WRITTEN EXERCISE: Copy out the material below word for word, with the pictures left out.

[START]

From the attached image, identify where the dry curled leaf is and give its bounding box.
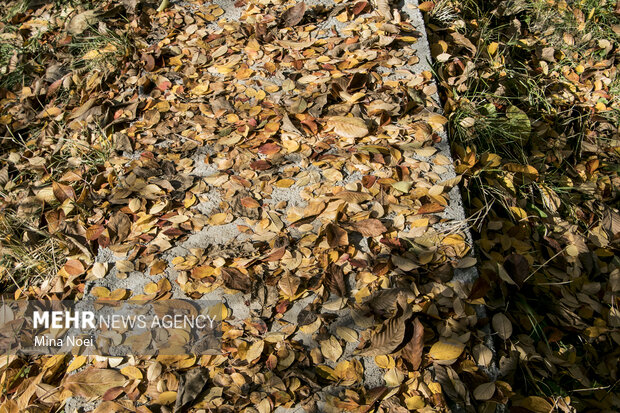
[64,367,127,399]
[327,116,368,138]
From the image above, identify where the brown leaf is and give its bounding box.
[327,264,347,297]
[174,367,209,412]
[352,218,387,237]
[418,1,435,12]
[102,386,125,401]
[327,116,368,138]
[64,367,127,399]
[402,317,424,370]
[52,182,76,202]
[222,267,252,293]
[108,212,131,243]
[360,294,412,356]
[334,191,372,204]
[281,1,306,27]
[64,260,85,277]
[325,223,349,248]
[360,317,405,356]
[418,202,445,214]
[504,254,530,287]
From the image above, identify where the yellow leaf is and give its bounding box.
[474,383,495,400]
[90,287,110,298]
[64,367,127,399]
[82,49,102,60]
[327,116,368,138]
[428,340,465,360]
[67,356,86,373]
[276,178,295,188]
[153,391,177,405]
[245,340,265,363]
[510,207,527,220]
[209,212,227,225]
[121,366,144,380]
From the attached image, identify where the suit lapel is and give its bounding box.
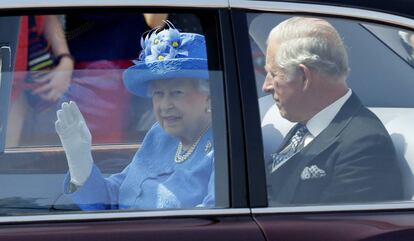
[276,93,362,203]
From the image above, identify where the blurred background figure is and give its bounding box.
[6,15,74,147]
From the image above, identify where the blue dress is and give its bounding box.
[64,123,215,210]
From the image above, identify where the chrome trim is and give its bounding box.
[229,0,414,28]
[0,0,229,9]
[252,201,414,214]
[0,208,250,224]
[4,144,141,154]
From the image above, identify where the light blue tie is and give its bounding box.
[271,124,308,172]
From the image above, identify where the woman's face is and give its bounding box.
[150,79,211,144]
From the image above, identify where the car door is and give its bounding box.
[230,1,414,240]
[0,1,264,240]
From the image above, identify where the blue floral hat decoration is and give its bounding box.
[124,21,209,97]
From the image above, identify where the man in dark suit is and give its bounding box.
[262,17,402,206]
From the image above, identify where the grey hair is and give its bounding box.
[147,79,210,96]
[195,79,210,95]
[268,17,349,79]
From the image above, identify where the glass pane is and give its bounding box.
[0,10,228,215]
[248,14,414,206]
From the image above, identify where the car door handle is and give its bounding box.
[0,45,11,88]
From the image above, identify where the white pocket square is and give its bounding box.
[300,165,326,180]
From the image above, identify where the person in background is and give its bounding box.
[6,15,75,147]
[55,25,215,210]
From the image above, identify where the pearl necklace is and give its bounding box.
[174,127,210,163]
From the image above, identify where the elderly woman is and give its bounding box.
[56,25,214,210]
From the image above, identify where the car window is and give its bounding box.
[0,10,228,215]
[248,13,414,206]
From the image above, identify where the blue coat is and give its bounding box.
[64,123,214,210]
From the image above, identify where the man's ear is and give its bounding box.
[299,64,313,91]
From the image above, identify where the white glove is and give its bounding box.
[55,101,93,186]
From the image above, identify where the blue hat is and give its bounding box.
[124,22,208,97]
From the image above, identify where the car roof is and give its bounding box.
[244,0,414,18]
[0,0,229,9]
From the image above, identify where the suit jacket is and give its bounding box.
[268,94,403,206]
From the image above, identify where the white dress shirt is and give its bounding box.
[304,89,352,146]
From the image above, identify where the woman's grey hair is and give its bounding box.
[148,79,210,96]
[195,79,210,95]
[268,17,349,79]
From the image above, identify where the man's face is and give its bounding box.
[262,41,306,122]
[151,79,209,141]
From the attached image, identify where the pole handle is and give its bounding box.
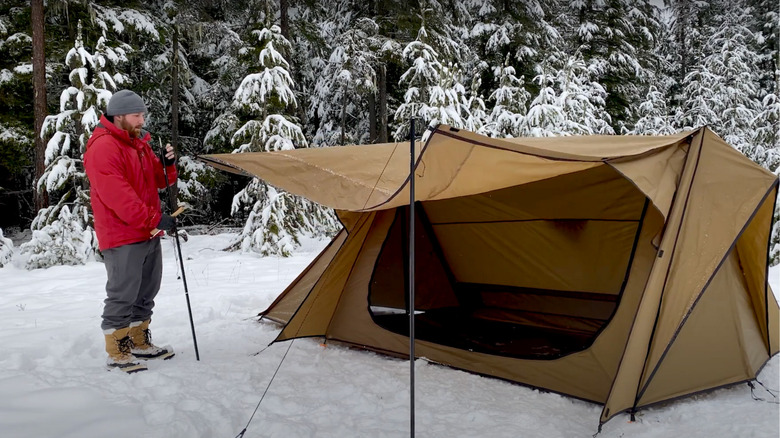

[END]

IN RESPONSE:
From the attached image, identify where the dry curled leaf is and give its bounding box.
[64,367,127,399]
[327,116,368,138]
From the image above, identify where the brown leaf is and give its bounding box.
[327,264,347,297]
[174,367,209,412]
[352,218,387,237]
[418,1,435,12]
[102,386,125,401]
[327,116,368,138]
[64,367,127,399]
[402,317,424,370]
[52,182,76,202]
[222,267,252,293]
[108,212,131,243]
[360,294,412,356]
[334,191,372,204]
[281,1,306,27]
[64,260,85,277]
[325,223,349,248]
[360,317,405,356]
[418,202,445,214]
[504,254,530,287]
From the image above, identify where the yellow leaf is and give its bounding box.
[474,383,495,400]
[90,287,110,298]
[64,367,127,399]
[82,49,102,60]
[327,116,368,138]
[428,340,465,360]
[67,356,86,373]
[276,178,295,188]
[153,391,177,405]
[245,340,265,363]
[510,207,527,220]
[209,212,227,225]
[121,366,144,380]
From the attached image, identify where the suit lapel is and give its bounding box.
[276,93,362,203]
From the image above, identify where the blurred background figure is and give its bounding box.
[6,15,74,147]
From the image above, identify where the blue dress is and give its bounding box.
[64,123,215,210]
From the image above, identify where the chrome trim is and give its bounding box.
[229,0,414,28]
[0,0,229,9]
[252,201,414,214]
[0,208,250,224]
[4,144,141,154]
From the image above, identify where the light blue tie is and give its bounding box.
[271,124,308,172]
From the image above, identify where the woman's face is and give its bounding box.
[150,79,211,144]
From the image above, identify where the car door is and give its bounding box.
[230,1,414,240]
[0,1,264,240]
From the image above, identify where the blue floral hat decoration is and give its bounding box.
[124,21,209,97]
From the image above, identify where the man in dark suit is and give its bounding box.
[262,17,402,206]
From the image above, identify where the grey hair is and give its bounding box.
[147,79,210,96]
[195,79,210,95]
[268,17,349,79]
From the image above, identify where the glass pane is and give its bounding box.
[0,10,228,215]
[248,14,414,206]
From the image above, identify where the car door handle is and give its bounding box.
[0,45,11,88]
From the image above, identify where the white pocket square is and give its bounding box.
[300,165,326,180]
From the image above, identify where the person in background is and give its bounding box.
[6,15,75,147]
[55,25,215,210]
From the image above, identify where the pearl necklace is and give its bounding box.
[174,127,210,163]
From the image above, identify where the elderly woman is and give its bounding box.
[56,25,214,210]
From the image above, identify where the car window is and give its bounding box.
[0,10,228,215]
[248,13,414,206]
From the image above, identify where the blue coat is and give its bounding box.
[64,123,214,210]
From the image above, identify where the man's ear is and give its bounding box.
[299,64,313,91]
From the image above, identify where the white glove is and give its bounding box.
[55,101,93,186]
From the image above, identify where the blue hat is and give its bounding box.
[124,22,208,97]
From the image above, identify where the car roof is and give its bounding box.
[244,0,414,18]
[0,0,229,9]
From the image above, identify where the suit jacket is and give its bounding box.
[268,94,403,206]
From the image above, identify where the white dress shirt is and give its bounding box.
[304,89,352,146]
From the image above, identify where the woman's grey hair is and give its bounding box.
[148,79,210,96]
[195,79,210,95]
[268,17,349,79]
From the image above, identify where the man's face is and give its bounding box.
[262,41,306,122]
[151,79,209,141]
From the attached image, identify where the pole handle is and give its bounding box.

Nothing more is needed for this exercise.